== PASSAGE TO READ ==

Sidelining minorities? In Youhanabad, no space for public school or dispensary

Christian colony locals complain Shahbaz Sharif never visited area after elections

Ali Usman October 22, 2016
Roads are broken and sewage can be seen on several streets when one enters Youhanabad. PHOTO: EXPRESS

LAHORE: Although minorities’ localities should be prioritised when it comes to allocation of development schemes, this does not seem to be the case for Youhanabad — said to be the largest colony of Christians in the country.

The number of Christian voters there determines the fate of any election, but the MPA to whom the constituency belongs is not concerned enough to even visit the area.

Taking action: Committee on interfaith harmony constituted

The MPA happens to be Punjab Chief Minister Shahbaz Sharif himself. Locals say the CM has not visited Youhanabad since the general elections of May 2013.

“The efforts to uplift minorities can be judged from the attitude of the rulers,” said Yaqoob Mubarik while talking to The Express Tribune on a visit to the impoverished neighbourhood. “We feel alienated as we do not have functional water filtration plants, a dispensary or even a public school, despite being South Asia’s largest Christian colony.”

Dilapidated state

Roads in the area are broken and sewage can be seen on several streets when one enters Youhanabad.

“[People] living here do not have access to what is considered fundamental rights,” he said. “Water and Sanitation Agency had installed a generator here [to operate a suction pump] so that the accumulated sewage water could be done away with, but it has gone and exists only on paper.”

===
== GIVEN MATERIAL ==

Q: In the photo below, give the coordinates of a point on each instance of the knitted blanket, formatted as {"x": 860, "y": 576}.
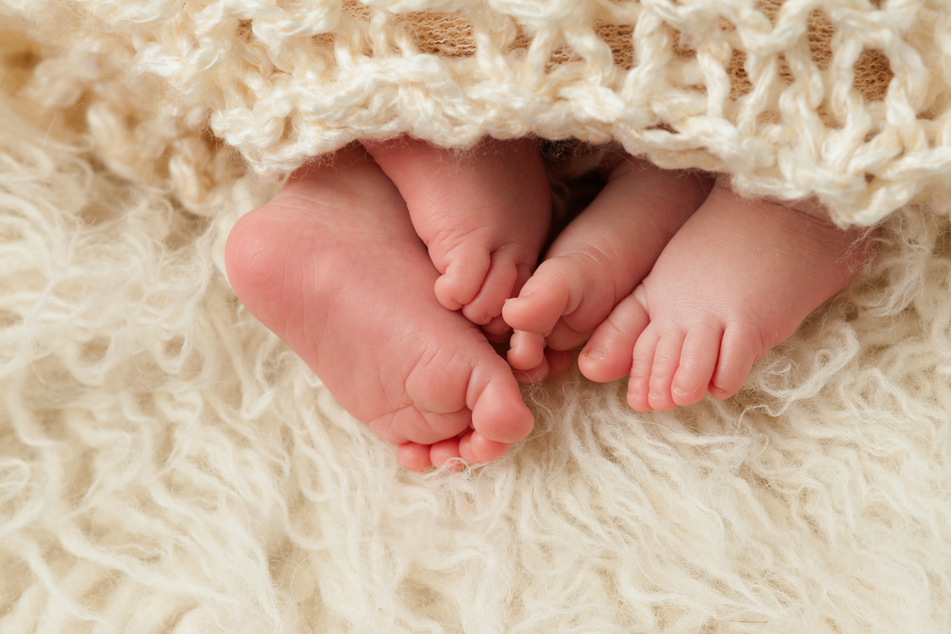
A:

===

**GIVEN INSTRUCTION 1**: In the Youhanabad article, which facilities does Yaqoob Mubarik say the colony does not have?
**GIVEN INSTRUCTION 2**:
Answer these questions from the Youhanabad article, one per line:
(a) Who is the MPA for the constituency that includes Youhanabad?
(b) According to locals, since when has that MPA not visited the area?
(c) What did the Water and Sanitation Agency install there, and for what purpose?

**CORRECT RESULT 1**:
- Functional water filtration plants
- A dispensary
- A public school

**CORRECT RESULT 2**:
(a) Punjab Chief Minister Shahbaz Sharif.
(b) Since the general elections of May 2013.
(c) A generator to operate a suction pump so that the accumulated sewage water could be removed.